— REQUIRED WORK —
Output range, inclusive: from the line containing "hey so in the pic above can you find the mirrored" to the line containing "the white vanity". Restate those lines from the data below word for word and only those.

[[ EXTRACTED MATERIAL open ]]

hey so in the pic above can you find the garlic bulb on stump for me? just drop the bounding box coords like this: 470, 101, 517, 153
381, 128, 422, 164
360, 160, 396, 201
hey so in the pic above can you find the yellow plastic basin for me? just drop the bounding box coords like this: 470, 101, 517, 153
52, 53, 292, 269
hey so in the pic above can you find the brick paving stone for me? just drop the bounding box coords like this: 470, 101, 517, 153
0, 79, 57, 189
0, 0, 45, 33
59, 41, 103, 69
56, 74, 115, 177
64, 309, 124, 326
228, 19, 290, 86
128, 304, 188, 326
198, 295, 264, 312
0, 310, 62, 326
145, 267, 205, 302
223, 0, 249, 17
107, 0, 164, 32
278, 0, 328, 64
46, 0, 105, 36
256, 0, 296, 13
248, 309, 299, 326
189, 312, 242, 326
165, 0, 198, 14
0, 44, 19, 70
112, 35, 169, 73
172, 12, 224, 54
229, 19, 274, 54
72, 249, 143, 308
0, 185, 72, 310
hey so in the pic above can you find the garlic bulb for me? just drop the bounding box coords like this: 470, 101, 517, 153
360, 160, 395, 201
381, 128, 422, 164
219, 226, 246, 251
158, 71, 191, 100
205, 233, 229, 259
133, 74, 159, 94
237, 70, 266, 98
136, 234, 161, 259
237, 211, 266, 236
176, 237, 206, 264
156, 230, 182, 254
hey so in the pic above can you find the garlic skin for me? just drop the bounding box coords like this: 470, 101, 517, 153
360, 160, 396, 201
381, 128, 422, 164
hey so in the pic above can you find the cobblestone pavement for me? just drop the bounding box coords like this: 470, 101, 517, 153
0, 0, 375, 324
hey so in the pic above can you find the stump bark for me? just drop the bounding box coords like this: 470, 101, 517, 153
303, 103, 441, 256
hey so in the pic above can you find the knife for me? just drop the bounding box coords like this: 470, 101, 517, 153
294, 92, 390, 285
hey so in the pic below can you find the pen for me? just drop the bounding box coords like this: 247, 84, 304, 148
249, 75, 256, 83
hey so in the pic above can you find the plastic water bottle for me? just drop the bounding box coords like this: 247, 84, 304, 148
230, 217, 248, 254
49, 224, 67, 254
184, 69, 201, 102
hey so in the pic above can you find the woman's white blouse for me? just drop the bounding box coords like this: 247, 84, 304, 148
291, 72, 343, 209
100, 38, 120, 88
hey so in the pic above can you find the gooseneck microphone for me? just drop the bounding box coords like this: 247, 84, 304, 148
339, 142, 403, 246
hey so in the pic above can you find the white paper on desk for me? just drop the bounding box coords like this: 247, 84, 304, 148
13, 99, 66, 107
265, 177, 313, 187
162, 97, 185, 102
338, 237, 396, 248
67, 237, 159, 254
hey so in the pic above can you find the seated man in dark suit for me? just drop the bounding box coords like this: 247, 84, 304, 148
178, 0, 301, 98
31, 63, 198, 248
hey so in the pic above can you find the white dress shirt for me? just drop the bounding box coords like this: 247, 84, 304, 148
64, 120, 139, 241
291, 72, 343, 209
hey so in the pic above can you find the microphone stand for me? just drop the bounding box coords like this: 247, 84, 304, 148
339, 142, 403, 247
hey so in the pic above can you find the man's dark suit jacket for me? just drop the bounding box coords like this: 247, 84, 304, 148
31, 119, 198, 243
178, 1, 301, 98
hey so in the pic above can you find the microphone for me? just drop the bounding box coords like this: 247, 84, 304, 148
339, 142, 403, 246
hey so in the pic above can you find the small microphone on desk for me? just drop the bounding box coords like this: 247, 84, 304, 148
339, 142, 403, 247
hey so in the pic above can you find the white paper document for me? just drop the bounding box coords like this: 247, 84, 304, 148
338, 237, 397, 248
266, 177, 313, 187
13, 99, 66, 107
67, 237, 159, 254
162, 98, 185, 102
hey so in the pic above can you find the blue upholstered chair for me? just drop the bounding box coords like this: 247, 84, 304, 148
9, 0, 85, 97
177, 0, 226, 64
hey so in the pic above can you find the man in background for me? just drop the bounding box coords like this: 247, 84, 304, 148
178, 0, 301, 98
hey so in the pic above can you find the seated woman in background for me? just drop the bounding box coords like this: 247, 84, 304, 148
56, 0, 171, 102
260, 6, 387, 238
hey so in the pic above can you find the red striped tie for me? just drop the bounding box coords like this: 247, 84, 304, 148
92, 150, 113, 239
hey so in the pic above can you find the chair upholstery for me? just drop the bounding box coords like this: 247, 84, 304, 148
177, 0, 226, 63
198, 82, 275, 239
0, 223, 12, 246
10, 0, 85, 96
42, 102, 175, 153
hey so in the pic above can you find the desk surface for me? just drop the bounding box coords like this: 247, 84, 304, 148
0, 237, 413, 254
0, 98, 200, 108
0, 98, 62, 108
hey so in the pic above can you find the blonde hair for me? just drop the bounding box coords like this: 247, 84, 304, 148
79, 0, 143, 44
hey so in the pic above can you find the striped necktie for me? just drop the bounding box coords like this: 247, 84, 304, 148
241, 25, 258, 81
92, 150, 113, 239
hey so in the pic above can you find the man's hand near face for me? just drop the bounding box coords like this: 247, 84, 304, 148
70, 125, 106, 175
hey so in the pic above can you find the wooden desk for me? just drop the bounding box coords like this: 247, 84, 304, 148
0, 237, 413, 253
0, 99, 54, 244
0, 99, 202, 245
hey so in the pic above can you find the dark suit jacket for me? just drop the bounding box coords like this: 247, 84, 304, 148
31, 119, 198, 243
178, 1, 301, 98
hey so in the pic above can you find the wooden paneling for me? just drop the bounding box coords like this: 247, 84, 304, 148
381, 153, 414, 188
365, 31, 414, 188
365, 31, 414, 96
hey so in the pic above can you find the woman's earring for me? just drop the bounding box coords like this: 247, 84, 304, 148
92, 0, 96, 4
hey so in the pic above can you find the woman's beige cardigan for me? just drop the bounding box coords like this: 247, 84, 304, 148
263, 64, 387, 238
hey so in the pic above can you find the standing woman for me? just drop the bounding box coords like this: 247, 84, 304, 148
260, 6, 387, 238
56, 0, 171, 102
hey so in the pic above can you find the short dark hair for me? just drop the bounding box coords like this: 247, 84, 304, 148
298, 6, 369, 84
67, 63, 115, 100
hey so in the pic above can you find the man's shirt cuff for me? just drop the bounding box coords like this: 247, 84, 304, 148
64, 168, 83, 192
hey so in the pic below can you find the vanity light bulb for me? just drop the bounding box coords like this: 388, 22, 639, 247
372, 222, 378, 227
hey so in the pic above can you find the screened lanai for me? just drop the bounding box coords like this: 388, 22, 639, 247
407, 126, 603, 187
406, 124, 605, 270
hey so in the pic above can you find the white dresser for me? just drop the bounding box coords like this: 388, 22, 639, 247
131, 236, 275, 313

[[ EXTRACTED MATERIAL closed ]]
[[ EXTRACTED MATERIAL open ]]

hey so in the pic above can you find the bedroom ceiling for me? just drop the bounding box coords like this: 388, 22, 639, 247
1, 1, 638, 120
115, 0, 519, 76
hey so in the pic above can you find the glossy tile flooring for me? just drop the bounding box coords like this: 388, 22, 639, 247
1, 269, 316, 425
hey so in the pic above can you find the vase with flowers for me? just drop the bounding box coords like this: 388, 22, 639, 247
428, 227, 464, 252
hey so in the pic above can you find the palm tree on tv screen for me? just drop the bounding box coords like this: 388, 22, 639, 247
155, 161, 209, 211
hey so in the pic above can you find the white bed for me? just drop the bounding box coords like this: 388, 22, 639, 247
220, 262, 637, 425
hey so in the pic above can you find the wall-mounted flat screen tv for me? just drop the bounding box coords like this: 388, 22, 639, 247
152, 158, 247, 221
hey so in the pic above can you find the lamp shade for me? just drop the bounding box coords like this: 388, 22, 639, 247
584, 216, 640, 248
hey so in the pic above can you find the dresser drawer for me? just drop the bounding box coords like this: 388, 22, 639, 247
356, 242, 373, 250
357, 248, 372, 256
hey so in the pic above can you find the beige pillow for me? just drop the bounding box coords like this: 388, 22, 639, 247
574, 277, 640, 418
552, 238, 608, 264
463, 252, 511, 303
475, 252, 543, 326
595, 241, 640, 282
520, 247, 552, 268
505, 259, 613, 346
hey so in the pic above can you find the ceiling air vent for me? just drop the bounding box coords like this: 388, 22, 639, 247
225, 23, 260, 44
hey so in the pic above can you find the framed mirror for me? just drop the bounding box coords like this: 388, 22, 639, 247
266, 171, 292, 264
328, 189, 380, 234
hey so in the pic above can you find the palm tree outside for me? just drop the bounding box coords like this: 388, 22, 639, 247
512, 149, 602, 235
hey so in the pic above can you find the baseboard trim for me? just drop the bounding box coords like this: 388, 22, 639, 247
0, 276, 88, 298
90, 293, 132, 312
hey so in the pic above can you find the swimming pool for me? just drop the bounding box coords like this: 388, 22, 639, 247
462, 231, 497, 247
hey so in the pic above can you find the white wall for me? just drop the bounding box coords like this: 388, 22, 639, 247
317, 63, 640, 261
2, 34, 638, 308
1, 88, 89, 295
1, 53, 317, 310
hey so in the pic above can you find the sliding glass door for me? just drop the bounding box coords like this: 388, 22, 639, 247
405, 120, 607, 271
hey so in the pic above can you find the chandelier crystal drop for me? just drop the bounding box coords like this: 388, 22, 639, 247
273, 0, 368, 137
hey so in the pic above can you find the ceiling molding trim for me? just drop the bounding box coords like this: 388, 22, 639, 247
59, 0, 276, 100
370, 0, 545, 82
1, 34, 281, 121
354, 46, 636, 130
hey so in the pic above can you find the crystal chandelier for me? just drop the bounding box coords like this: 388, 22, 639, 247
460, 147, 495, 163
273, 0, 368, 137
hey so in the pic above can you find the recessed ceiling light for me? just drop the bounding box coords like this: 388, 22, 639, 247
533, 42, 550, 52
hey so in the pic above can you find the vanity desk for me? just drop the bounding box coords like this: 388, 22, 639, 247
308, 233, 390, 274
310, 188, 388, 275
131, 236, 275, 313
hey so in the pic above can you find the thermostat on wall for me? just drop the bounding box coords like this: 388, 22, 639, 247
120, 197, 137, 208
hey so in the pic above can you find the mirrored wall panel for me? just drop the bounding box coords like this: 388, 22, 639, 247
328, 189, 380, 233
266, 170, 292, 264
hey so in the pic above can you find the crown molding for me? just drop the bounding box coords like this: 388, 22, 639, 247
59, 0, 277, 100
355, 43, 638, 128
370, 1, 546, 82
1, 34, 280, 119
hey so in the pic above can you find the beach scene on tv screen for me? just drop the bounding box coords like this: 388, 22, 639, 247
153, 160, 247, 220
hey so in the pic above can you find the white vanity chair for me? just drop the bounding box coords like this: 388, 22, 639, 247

[[ EXTRACTED MATERIAL closed ]]

— RESULT FOR THIS EXERCISE —
hey so in the pic above can you find the mirrored wall panel for me? just drop the bounding box coords like this: 388, 22, 639, 247
328, 189, 380, 233
266, 170, 292, 264
hey so in the pic above can you find the crown molding for me? just drop the bounding box coords like this: 388, 22, 639, 247
59, 0, 277, 100
355, 43, 638, 128
370, 1, 546, 82
1, 34, 280, 119
hey so in the pic above can you find the beach scene on tv screen for me? just drop the bounding box coords like this: 388, 22, 639, 247
153, 160, 247, 220
hey so in the pic above can you find the white vanity chair for me? just drop the bounding box coords like this: 388, 22, 639, 247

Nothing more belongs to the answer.